SOURCE MATERIAL: Begin

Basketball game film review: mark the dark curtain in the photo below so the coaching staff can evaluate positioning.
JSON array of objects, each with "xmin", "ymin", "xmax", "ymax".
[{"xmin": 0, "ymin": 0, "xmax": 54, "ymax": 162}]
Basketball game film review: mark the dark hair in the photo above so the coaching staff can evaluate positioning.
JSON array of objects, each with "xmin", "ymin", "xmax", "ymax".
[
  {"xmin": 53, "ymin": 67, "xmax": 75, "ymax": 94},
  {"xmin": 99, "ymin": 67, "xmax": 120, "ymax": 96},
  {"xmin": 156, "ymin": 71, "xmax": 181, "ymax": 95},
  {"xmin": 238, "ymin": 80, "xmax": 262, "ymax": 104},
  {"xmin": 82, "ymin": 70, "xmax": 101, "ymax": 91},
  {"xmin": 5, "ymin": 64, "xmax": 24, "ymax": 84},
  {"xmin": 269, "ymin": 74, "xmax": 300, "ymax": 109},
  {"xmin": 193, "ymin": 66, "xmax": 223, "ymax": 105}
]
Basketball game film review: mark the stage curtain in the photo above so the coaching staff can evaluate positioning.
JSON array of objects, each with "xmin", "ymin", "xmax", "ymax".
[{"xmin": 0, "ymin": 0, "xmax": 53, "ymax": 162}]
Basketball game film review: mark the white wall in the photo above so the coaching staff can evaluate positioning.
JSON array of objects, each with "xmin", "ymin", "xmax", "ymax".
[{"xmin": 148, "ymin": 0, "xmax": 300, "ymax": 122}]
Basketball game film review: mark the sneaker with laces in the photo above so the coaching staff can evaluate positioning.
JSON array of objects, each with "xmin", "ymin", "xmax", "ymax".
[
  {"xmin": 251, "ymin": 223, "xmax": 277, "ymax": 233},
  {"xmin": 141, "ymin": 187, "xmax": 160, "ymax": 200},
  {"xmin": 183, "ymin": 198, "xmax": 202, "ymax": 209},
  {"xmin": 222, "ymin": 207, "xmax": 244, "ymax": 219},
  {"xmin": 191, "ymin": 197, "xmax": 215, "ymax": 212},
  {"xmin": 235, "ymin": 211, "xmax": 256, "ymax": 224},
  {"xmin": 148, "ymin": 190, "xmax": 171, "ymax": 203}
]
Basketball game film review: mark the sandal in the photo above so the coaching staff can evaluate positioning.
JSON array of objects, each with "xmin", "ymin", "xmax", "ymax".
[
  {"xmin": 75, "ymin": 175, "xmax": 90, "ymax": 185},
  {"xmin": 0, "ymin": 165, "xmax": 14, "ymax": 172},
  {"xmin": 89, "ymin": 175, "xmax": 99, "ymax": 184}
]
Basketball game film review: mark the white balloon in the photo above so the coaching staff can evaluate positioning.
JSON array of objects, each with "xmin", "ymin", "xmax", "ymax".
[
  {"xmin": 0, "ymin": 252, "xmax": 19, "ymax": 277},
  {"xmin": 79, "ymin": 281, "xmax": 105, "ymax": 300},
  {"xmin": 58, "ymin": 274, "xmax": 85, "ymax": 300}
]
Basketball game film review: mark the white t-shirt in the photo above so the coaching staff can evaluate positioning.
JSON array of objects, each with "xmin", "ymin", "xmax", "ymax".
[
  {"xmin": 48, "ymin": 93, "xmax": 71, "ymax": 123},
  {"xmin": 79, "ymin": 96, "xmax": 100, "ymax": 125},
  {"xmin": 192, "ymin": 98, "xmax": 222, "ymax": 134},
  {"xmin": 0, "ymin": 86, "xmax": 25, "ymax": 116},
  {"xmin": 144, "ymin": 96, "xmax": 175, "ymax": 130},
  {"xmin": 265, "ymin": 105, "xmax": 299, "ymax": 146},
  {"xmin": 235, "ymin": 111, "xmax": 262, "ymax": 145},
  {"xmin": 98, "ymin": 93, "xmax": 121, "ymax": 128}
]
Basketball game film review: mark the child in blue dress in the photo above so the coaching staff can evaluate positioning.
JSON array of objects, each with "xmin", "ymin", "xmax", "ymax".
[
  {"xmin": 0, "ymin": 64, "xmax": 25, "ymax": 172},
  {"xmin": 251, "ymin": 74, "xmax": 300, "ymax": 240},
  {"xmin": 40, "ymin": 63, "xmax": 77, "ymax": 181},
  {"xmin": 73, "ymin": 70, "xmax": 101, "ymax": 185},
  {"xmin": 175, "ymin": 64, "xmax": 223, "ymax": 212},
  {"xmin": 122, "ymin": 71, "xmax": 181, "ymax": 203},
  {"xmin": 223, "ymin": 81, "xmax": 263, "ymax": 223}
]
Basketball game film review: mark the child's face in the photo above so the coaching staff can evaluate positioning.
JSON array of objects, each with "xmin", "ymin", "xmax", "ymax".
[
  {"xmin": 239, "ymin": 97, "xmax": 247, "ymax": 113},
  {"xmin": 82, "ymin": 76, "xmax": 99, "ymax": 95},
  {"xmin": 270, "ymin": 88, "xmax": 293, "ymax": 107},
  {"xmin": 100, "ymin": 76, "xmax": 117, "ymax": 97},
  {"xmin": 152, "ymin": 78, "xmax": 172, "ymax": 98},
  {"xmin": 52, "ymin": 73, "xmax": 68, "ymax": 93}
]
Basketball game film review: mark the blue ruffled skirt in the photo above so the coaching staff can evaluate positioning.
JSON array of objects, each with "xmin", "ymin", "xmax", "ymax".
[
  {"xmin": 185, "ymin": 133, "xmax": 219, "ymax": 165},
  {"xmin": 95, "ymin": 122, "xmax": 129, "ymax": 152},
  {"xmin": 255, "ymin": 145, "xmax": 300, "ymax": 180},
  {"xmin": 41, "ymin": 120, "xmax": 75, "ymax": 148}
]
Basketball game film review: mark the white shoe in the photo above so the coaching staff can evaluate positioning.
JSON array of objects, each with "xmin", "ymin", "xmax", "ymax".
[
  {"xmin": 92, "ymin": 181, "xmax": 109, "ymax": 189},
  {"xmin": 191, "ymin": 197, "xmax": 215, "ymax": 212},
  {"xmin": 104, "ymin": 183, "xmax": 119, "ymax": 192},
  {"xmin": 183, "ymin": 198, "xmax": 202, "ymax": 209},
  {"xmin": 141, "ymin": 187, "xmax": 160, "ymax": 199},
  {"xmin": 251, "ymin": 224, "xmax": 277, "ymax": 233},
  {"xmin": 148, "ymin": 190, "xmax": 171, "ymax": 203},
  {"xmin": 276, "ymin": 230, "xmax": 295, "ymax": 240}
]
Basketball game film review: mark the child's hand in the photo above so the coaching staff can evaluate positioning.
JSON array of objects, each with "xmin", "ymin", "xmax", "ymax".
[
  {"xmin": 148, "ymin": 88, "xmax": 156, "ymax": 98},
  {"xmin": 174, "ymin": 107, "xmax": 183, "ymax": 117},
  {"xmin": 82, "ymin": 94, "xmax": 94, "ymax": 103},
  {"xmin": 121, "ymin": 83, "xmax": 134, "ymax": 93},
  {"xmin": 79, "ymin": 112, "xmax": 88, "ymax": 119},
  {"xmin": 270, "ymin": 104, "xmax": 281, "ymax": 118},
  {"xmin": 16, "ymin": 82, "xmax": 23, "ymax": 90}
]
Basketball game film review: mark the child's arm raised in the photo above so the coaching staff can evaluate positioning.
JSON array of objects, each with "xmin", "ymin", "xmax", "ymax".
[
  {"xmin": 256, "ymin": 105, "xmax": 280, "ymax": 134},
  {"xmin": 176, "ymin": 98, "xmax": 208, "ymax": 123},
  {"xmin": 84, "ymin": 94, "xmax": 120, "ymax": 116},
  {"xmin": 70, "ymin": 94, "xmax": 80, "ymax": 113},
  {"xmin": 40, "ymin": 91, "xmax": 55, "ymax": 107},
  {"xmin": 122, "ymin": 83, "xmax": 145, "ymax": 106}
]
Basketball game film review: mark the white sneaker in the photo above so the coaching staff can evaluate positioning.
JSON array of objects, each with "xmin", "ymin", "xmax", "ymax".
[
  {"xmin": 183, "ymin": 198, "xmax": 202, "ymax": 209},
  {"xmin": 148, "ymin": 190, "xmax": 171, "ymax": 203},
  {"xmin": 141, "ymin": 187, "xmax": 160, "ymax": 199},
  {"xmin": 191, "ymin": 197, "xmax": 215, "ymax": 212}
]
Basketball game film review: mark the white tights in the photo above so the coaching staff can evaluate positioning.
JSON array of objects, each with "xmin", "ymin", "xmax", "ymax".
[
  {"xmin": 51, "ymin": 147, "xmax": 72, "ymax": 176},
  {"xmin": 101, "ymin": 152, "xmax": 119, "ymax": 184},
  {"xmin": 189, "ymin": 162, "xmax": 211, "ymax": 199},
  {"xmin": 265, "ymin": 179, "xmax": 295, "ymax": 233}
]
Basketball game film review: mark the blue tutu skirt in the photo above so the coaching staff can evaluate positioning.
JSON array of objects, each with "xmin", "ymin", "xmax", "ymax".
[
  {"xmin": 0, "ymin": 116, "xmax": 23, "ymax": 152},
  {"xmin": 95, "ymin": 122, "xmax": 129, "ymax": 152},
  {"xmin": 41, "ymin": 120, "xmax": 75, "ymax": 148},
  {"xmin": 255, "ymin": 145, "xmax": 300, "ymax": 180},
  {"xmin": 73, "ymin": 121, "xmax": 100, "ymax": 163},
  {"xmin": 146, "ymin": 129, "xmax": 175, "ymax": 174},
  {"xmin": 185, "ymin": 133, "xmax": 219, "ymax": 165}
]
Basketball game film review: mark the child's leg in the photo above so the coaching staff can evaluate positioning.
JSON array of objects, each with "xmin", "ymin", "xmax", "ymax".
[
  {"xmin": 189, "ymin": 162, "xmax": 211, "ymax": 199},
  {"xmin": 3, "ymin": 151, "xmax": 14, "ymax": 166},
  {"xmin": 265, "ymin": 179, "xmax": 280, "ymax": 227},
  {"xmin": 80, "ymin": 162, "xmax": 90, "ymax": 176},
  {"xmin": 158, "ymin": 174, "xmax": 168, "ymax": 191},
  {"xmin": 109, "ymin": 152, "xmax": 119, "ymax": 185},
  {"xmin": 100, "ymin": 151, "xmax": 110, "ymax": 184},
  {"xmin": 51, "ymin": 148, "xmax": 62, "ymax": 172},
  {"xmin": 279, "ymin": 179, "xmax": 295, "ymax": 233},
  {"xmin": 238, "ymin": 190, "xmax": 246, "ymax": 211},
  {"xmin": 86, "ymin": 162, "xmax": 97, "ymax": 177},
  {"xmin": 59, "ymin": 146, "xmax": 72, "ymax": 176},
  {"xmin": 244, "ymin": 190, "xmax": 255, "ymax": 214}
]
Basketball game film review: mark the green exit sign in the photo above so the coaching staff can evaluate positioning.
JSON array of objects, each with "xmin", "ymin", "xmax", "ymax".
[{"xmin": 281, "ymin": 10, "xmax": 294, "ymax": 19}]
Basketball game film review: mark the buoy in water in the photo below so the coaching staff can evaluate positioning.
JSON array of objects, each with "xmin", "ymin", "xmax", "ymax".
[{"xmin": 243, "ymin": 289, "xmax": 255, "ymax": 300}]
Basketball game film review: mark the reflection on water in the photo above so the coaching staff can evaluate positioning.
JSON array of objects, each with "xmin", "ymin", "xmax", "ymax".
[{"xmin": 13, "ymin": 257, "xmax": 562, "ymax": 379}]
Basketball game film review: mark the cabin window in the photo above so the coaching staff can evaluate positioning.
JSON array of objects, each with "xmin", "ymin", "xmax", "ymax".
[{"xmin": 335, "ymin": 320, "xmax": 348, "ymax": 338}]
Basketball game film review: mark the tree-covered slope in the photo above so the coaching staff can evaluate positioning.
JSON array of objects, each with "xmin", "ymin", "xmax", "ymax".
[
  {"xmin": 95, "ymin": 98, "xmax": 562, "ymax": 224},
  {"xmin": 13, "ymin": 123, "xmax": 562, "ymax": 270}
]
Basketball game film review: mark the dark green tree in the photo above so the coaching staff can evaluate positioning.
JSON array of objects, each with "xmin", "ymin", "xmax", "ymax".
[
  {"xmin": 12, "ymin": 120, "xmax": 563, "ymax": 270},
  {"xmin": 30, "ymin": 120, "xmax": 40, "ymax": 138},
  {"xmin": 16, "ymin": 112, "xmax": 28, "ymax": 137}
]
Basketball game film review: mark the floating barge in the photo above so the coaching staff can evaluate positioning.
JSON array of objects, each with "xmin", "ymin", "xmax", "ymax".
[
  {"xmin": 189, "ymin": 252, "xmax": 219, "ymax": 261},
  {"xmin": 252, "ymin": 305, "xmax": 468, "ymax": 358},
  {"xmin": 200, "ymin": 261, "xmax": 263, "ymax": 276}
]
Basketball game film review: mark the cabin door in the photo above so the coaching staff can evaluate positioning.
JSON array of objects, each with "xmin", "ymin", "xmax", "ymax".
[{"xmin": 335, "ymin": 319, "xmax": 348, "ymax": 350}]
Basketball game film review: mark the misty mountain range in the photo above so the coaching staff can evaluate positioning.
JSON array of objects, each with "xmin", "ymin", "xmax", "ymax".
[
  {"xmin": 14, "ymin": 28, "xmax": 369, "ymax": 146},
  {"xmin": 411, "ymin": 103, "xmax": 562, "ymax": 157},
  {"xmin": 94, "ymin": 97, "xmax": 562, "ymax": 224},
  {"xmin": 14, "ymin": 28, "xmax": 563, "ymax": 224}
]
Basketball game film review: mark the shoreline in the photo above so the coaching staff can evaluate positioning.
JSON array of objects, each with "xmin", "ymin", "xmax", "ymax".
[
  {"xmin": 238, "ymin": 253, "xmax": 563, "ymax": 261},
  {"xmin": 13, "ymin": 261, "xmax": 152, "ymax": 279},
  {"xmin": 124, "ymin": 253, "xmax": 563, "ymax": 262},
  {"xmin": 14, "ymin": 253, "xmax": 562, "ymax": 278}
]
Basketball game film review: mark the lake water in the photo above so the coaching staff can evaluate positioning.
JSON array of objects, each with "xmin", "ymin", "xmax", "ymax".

SOURCE MATERIAL: End

WORK ITEM — Say how many lines of the data above include the word "green", and add nothing further.

ANSWER SPACE — 2